# WHAT THE TASK ASKS
Every entry that follows needs to be repeated exactly.

# MATERIAL PROVIDED
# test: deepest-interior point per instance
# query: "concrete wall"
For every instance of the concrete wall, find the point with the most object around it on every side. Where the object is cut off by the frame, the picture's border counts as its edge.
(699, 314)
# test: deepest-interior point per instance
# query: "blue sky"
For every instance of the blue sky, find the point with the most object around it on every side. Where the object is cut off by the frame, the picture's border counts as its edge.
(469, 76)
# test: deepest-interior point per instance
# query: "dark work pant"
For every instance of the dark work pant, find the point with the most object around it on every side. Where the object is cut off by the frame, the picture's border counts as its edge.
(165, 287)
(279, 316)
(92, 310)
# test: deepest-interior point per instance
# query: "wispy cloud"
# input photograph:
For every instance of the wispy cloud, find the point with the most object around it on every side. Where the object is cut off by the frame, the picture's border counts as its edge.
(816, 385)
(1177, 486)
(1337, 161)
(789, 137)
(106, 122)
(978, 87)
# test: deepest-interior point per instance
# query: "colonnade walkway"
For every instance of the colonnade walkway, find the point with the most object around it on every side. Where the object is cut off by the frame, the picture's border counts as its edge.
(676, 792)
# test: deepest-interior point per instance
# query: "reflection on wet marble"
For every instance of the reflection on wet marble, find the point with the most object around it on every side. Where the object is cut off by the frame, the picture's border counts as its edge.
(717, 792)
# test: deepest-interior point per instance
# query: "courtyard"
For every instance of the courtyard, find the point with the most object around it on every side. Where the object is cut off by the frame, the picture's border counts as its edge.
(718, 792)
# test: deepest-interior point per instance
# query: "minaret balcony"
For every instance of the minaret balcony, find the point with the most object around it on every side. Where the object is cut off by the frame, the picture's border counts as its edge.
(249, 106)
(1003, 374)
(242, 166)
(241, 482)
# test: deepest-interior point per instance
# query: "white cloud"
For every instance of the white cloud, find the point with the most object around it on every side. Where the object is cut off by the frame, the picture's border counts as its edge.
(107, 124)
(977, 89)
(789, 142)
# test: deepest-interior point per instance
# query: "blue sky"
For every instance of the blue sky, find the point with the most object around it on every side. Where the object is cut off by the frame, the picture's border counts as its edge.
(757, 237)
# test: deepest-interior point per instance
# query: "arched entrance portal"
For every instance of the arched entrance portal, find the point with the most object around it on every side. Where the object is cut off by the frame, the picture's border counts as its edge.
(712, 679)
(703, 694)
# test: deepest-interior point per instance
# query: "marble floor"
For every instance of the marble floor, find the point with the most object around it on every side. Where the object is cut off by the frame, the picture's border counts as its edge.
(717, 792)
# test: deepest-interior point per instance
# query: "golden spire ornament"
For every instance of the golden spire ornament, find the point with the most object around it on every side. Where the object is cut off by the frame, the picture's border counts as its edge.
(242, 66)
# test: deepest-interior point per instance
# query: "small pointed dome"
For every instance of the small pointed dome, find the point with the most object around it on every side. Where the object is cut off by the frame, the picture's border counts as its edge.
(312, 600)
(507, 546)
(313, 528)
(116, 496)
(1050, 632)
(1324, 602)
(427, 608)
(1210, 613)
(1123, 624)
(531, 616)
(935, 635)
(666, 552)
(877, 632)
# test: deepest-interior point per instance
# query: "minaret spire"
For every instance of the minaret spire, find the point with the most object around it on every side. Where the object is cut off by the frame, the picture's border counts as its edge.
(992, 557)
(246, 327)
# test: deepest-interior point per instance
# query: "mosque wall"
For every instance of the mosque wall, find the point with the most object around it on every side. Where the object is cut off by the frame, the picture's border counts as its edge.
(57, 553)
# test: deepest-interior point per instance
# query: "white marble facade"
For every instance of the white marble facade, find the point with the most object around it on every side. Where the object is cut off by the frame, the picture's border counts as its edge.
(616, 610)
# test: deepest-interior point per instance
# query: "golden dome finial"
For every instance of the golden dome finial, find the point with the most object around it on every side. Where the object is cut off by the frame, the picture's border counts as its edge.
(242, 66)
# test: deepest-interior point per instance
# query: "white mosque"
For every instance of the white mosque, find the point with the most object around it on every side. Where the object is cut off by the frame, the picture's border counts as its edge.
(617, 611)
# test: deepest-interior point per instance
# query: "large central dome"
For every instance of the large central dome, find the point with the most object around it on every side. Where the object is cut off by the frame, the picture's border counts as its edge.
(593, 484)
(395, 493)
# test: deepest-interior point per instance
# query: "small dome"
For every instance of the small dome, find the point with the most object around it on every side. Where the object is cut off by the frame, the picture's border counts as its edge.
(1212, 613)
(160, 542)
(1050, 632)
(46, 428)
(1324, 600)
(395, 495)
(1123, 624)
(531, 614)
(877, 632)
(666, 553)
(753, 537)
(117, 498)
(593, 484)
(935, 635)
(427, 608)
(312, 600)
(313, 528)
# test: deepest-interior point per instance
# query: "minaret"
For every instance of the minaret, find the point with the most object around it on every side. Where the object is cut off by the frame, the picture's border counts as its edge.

# ANSWER TO THIS PROBLEM
# test: deepest-interior point per instance
# query: "concrete wall"
For every instance of the concrete wall, find the point with the most object around it on every side. Where the object is cut off by the frame, the picture's border counts as its edge.
(699, 314)
# test: deepest-interior point per instance
# query: "blue sky"
For every instance of the blue sky, find the point with the most object around it on every side. Where the object is cut off by the frame, the picture's border counts as its edge.
(469, 76)
# test: deepest-interior point per instance
# query: "dark work pant"
For every instance of the dark work pant, find the point with the most object around it on every side. Where the object is cut off by the frame, the picture's border counts as its edge.
(165, 287)
(279, 316)
(92, 310)
# test: deepest-interior point per instance
# query: "wispy cloud"
# input photograph:
For every instance of the wispy cloud, find the point with the most object around it on every side. Where the object is cut off by the frame, the picture's border counts as its edge.
(816, 385)
(1177, 486)
(1337, 161)
(789, 137)
(106, 122)
(978, 87)
# test: deepest-interior point per instance
# query: "colonnade walkway"
For every instance of the colonnade walkway, find the point with the most object around it on every side. Where the object is cut off by the frame, the picture's border counts as its edge.
(676, 792)
# test: deepest-interior point per instance
# query: "reflection on wet marble"
For every instance of the reflection on wet marble, find the point with the most object around it on every side. Where the object is cut off by the frame, the picture's border counts as its edge.
(717, 792)
# test: deepest-interior point per instance
# query: "courtyard"
For every instance of the courtyard, find the point with the most object around it on every side. Where the object is cut off by the frame, the picture's border counts as its edge.
(718, 792)
# test: deepest-interior point per instance
# query: "minaret balcony"
For every instance of the minaret balcony, find the point with the most object around it on every side. Where the object is cut off by the frame, the picture's border counts as its edge.
(249, 106)
(1003, 374)
(242, 166)
(241, 482)
# test: deepest-interior point per instance
# query: "white cloud"
For every instance of the white cloud, find the point with the most object around it on every side. Where the object is cut off by the frame, the picture's border counts as its edge.
(107, 124)
(977, 89)
(789, 142)
# test: deepest-interior point per instance
# query: "blue sky"
For every instance of the blue sky, find the point with the most object around it on every side. Where the object is cut off by the frame, the picture's border counts as its edge.
(757, 237)
# test: deepest-interior point per instance
# query: "arched entrance portal"
For every instance of the arched entrance portal, find the point with the most object around it on every side. Where the object is cut off by the frame, the picture's border counts as its edge.
(712, 679)
(703, 694)
# test: deepest-interior point per instance
# query: "marble floor"
For every instance of the marble floor, find the point with the most object around it on every side. Where the object is cut off by the frame, the picture's border counts as its edge.
(717, 792)
# test: deepest-interior point per instance
# query: "golden spire ornament"
For every instance of the golden spire ornament, find the point with the most object around it on every side. Where the object is cut off by the frame, the picture's border counts as its edge.
(242, 66)
# test: deepest-interior point per instance
# query: "small pointed dome"
For every instance of the small pointed dome, find the point with the most object around it on every side. Where the object is cut off by the frame, the picture's border counts as its edge.
(312, 600)
(507, 546)
(313, 528)
(116, 496)
(1050, 632)
(1324, 602)
(427, 608)
(1210, 613)
(1123, 624)
(531, 616)
(935, 635)
(666, 552)
(877, 632)
# test: deepest-interior point per instance
# query: "minaret spire"
For every instance of the minaret spire, find the point with the most object around it on every side. Where the object is cut off by the frame, the picture's border counts as its edge.
(992, 557)
(246, 327)
# test: deepest-interior point per instance
# query: "mosque wall"
For every instance of the mosque wall, find the point with the most object around it on every side. Where the object is cut off by the frame, the picture's border counts as its edge.
(57, 553)
# test: deepest-interior point per instance
# query: "white marble facade"
For every instance of the white marble facade, find the point with the most object around it on every side. Where the object is cut off by the frame, the picture's border counts as its edge.
(616, 610)
# test: deepest-interior point per instance
# query: "golden dome finial"
For every instance of the golden dome finial, find the point with the most object around it on every side. Where the object is cut off by the frame, the picture's border counts as its edge.
(242, 66)
# test: deepest-interior point per instance
# query: "white mosque"
For every instance of the white mosque, find the point with the most object around it on every side. Where the object is cut off by the frame, the picture's border counts as its edge.
(617, 611)
# test: deepest-interior point per instance
# query: "large central dome"
For every instance of the large central dome, find the point with the most object around it on every side. Where the object is cut off by the frame, the picture's border counts as its edge.
(593, 484)
(395, 493)
# test: deepest-interior point per instance
# query: "small dome"
For every instance of the small dome, find the point with the most object around it on every side. Where the object is cut off by the frame, the picture's border counts as its edge.
(1212, 613)
(160, 542)
(1050, 632)
(46, 428)
(1324, 600)
(395, 495)
(1123, 624)
(531, 614)
(877, 632)
(666, 553)
(753, 537)
(117, 498)
(593, 484)
(935, 635)
(427, 608)
(312, 600)
(313, 528)
# test: deepest-interior point per instance
# query: "minaret"
For every instance of the minaret, find the point with the most object around it on every side. Where the object is cut off by the frame, the picture's border counts as its edge.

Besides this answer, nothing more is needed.